_Article_.
====

Ce fut alors qu’apparut l’éclairage par incandescence, dont les becs Auer offrent le type le plus connu. Au lieu d’employer le gaz à éclairer, on l’empêche, au contraire, en le mélangeant avec trois fois son volume d’air, de produire de la lumière ; l’on en tire exclusivement de la chaleur, comme dans un fourneau, pour porter au blanc un corps qui devient aussitôt lumineux. Le difficile a été le choix de ce corps, qu’il fallait inoxydable et indécomposable par le feu. Une matière nouvelle, le thorium, offrit les qualités nécessaires. On ne le trouva tout d’abord que dans une seule mine, en Autriche. Aussi ce sable, sans valeur jusque-là, monta-t-il rapidement à des prix inouïs. Il fut vendu jusqu’à 10 000 francs le kilogramme. C’est que la compagnie Auer s’était engagée, par contrat, à acheter, au prix de 1200 francs le kilo, l’ensemble des quantités extraites dont le monopole lui était d’ailleurs réservé. De nouvelles mines ont été ouvertes depuis quelques années ; le thorium est descendu dans le commerce à 300 francs, et, comme il n’entre pas pour plus de 0 fr. 70 de ce métal dans le manchon qui constitue l’élément de l’incandescence, les concurrens se sont multipliés. Le bec Auer ou ses imitations, qui n’en diffèrent que par leur prix, ont fait une révolution dans l’éclairage. Ils ont réduit au cinquième de ce qu’elle coûtait auparavant la lumière du gaz : les dix bougies-heure se contentent de 20 litres au lieu de 105 ; la dépense, au lieu de 3 centimes, n’est plus que de 6 millimes.

====

_Consigne_.
Résumez sous forme de liste le paragraphe de l'article qui commence par « Ce fut alors qu'apparut », en conservant ses faits principaux.

====

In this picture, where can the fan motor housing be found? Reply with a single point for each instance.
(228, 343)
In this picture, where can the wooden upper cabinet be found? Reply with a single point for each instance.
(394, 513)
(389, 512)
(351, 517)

====

_Réponse complète_.
- Apparition de l'éclairage par incandescence, dont le bec Auer est le type le plus connu.
- Le gaz, mélangé à trois fois son volume d'air, ne sert plus à produire de la lumière mais de la chaleur, qui porte au blanc un corps devenant alors lumineux.
- Ce corps devait être inoxydable et indécomposable par le feu ; le thorium présentait ces qualités.
- D'abord trouvé dans une seule mine, en Autriche, ce sable jusque-là sans valeur a atteint 10 000 francs le kilogramme, car la compagnie Auer s'était engagée à acheter toute l'extraction à 1 200 francs le kilo, avec un monopole.
- L'ouverture de nouvelles mines a fait tomber le prix à 300 francs ; comme le manchon n'en contient que pour 0 fr. 70, les concurrents se sont multipliés.
- Le bec Auer et ses imitations ont révolutionné l'éclairage : la lumière du gaz coûte cinq fois moins, dix bougies-heure consommant 20 litres au lieu de 105, soit 6 millimes au lieu de 3 centimes.